Data shown
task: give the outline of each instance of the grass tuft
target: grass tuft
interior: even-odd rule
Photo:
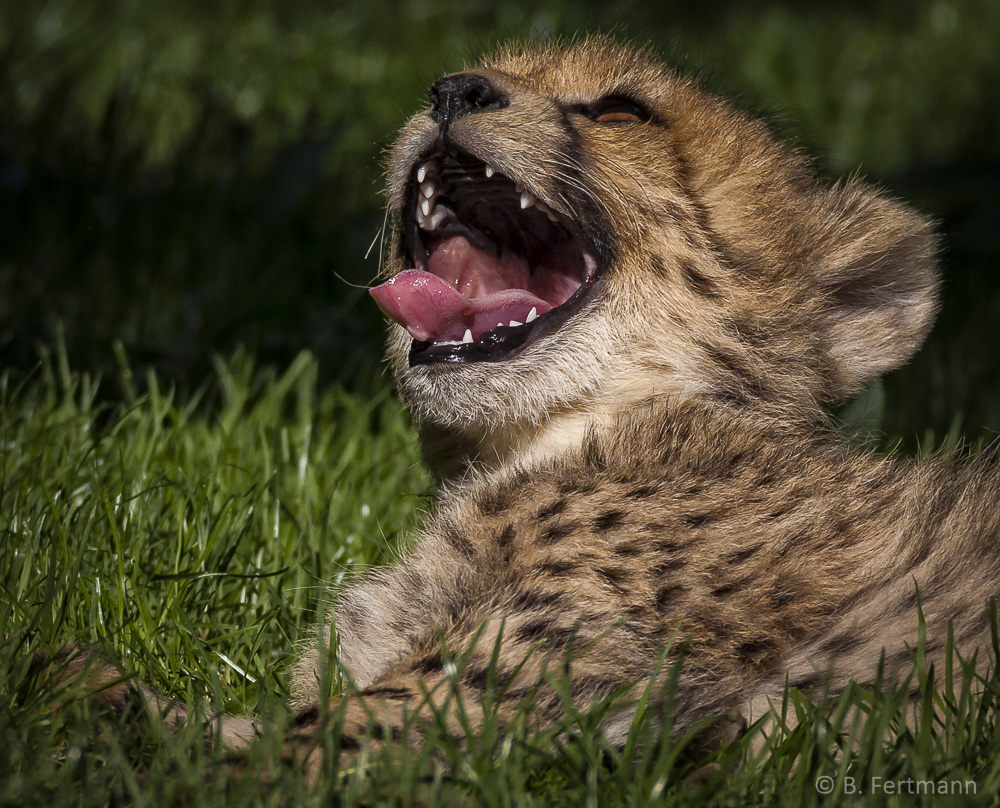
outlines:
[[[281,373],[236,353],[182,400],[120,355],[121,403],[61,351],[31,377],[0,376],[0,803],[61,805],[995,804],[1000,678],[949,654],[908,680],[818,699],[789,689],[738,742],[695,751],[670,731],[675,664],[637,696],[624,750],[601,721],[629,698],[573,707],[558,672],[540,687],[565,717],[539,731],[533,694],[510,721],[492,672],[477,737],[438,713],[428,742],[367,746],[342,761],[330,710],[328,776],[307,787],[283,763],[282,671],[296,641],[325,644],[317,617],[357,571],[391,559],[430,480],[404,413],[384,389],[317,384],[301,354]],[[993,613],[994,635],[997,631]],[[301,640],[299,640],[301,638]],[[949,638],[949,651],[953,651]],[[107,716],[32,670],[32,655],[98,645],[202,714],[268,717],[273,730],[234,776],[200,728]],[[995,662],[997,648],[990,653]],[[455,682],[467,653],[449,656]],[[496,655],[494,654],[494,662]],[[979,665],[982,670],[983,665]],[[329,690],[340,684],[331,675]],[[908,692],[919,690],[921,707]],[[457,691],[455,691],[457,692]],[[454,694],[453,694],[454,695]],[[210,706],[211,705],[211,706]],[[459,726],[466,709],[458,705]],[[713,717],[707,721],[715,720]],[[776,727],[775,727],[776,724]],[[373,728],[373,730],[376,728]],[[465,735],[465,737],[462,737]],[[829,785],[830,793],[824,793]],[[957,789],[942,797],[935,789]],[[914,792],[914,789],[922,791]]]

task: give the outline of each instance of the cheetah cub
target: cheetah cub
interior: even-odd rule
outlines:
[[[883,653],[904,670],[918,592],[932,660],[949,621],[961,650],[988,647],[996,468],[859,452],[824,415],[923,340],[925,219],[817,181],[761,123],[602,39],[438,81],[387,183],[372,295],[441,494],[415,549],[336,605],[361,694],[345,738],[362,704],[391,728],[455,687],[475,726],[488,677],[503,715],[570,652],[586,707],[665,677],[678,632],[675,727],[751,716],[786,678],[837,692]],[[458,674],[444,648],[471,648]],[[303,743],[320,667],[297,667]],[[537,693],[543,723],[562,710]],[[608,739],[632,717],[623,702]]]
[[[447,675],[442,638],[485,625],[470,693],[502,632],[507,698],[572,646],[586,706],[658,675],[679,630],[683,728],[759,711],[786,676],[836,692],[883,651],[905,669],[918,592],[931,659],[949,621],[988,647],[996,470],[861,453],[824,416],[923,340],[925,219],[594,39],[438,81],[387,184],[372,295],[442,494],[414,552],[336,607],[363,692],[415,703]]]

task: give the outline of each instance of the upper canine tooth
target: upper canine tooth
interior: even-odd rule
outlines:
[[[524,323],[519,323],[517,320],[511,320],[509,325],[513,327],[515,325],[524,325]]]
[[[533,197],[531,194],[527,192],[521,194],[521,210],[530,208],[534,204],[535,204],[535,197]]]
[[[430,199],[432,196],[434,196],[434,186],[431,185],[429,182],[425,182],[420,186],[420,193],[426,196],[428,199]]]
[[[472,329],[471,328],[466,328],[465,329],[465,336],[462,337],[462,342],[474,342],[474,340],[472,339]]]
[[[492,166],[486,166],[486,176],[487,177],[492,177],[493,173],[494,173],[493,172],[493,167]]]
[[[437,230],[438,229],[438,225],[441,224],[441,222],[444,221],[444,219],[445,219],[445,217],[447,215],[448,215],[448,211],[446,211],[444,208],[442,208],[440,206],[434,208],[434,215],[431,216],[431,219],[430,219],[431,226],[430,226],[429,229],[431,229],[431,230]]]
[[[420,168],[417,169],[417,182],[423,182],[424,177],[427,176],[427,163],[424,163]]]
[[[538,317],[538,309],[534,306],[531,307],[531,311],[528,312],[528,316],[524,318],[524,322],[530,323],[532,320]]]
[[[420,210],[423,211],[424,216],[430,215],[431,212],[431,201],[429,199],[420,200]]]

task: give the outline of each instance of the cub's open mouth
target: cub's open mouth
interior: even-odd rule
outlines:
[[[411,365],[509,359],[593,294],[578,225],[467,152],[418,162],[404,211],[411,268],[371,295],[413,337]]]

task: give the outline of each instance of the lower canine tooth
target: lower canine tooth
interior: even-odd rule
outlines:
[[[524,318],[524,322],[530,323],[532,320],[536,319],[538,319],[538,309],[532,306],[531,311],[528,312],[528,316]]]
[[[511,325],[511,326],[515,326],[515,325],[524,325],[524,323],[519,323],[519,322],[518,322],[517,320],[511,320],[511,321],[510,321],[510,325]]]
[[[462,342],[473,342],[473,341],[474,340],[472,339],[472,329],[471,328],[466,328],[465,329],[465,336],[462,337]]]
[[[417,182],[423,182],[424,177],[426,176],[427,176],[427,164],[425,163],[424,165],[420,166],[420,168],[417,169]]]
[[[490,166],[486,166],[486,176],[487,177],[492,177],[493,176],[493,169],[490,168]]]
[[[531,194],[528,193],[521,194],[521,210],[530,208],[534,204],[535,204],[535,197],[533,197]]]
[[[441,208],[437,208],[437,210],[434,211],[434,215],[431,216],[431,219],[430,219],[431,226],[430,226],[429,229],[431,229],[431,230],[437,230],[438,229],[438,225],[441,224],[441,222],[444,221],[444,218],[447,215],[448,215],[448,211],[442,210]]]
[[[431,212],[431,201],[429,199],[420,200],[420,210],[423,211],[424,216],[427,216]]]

Problem to work on
Lines that hold "grass" are the ones to copy, so pick each out from the data.

Solution for this task
task: give the outline of each instance of the grass tuft
target: grass tuft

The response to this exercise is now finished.